Öncelikle insanın Yaratıcı'dan bir mesaj alabilmeye layık
görülmesi, yani vahye muhatap kılınması, kendisine
verilen üstünlüğün ve değerin bir
göstergesidir.
Kuran'da
çoğu ayet, insanın ruh durumunu ve Allah'la olan ilişkisini
anlatır. Kuran'a göre insan, varlıkların birçoğundan
üstün kılınmıştır. Peki, Kuran insanı nasıl
tanımlar? Uludağ Üniversitesi İlahiyat Fakültesi Din
Kültürü ve Ahlak Bilgisi Öğretmenliği Bölümü
öğretim görevlisi Dr. Mehmet Şanver, yaptığı
çalışmada Kuran'ın insanı nasıl anlattığını, Kuran'a
göre insanın zayıf ve güçlü yanlarının
neler olduğunu araştırıyor. Dr. Şanver'in çalışmasının
geniş bir özeti ise şöyle:
İnsanın
yapısı, kötüye, iyiye eğilimli ve zihni yeteneklerle
donatılmıştır. Kuran insanı eğitirken prensip, gaye ve
metodlarını bu yapıya göre ayarlamakta ve
temellendirmektedir. Kuran her insanın yaratılışta bir 'fıtrat'
ı (arzuları, kabiliyetleri, ihtiyaçları, zaafları)
olduğunu ve bu fıtrat üzere yaratıldığını bildirir.
Kuran,
Rum suresi 30. ayette "Sen yüzünü hanif olarak
dine, yani Allah insanları hangi fıtrat üzere yaratmış ise o
fıtrata çevir. Allah'ın yaradışında değişme yoktur.
İşte dosdoğru din budur. Fakat insanların çoğu bilmezler"
şeklindeki ifade ile, dini anlarken ve anlatırken tutulması
gereken en doğru yolun, insanın yaradılışında var olan
değerlere yönelmek olduğunu ve insan doğasının
özelliklerini araştırmanın gerekliliğine de işaret ediyor.
İnsanı tanımadan ona yönelik bir takım faaliyetlerde
bulunmak, bilinmeyen ve tanınmayan bir yola kılavuzsuz çıkmak
gibidir. Dolayısıyla tebliğ, öğretim ve eğitimde de insan
fıtratının dikkate alınmak zorunluluğu vardır. Örneğin,
insan unutkan yaratılmışsa ondan hiç unutmaması
beklenmemelidir. Bunun için Allah insanları unuttuklarından
dolayı sorumlu tutmamaktadır. Yani O, insana yetenek ve
eğilimlerine göre hitap etmektedir.

━━━━━━

- **Yapılacak iş**: Lütfen kaynakta "İnsanın yapısı" diye başlayan paragrafı, ana bilgilerini koruyarak kısa bir madde listesine çevirin.

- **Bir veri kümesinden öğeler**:
━━━━━━

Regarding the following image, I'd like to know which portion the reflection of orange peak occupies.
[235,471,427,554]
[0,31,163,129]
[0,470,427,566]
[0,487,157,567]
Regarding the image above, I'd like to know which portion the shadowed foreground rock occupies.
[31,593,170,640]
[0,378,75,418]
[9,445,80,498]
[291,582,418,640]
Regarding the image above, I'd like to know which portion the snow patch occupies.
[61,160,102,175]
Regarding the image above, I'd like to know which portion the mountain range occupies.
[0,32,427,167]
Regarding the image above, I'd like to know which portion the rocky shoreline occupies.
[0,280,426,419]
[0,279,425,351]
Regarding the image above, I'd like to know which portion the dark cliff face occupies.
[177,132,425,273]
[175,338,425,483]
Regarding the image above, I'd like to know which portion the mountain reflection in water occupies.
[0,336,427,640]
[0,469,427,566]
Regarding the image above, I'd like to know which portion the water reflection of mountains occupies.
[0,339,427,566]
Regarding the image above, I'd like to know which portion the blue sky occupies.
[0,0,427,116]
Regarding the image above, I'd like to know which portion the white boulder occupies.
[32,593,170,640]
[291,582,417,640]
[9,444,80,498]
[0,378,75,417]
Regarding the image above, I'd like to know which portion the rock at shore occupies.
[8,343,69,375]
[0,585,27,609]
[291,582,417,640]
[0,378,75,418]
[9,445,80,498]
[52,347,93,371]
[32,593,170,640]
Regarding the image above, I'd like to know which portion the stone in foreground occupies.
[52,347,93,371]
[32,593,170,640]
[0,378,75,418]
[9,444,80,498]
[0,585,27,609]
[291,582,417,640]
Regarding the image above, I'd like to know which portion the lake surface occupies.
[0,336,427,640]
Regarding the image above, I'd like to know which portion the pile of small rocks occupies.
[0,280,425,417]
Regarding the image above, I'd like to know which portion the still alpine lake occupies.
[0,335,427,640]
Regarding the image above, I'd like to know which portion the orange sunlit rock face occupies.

━━━━━━

- **Doğru çıktı**:
- İnsanın yapısı kötüye ve iyiye eğilimlidir, zihni yeteneklerle donatılmıştır.
- Kuran, insanı eğitirken prensip, gaye ve metodlarını bu yapıya göre ayarlar ve temellendirir.
- Kuran'a göre her insanın yaratılışta bir fıtratı (arzuları, kabiliyetleri, ihtiyaçları, zaafları) vardır ve insan bu fıtrat üzere yaratılmıştır.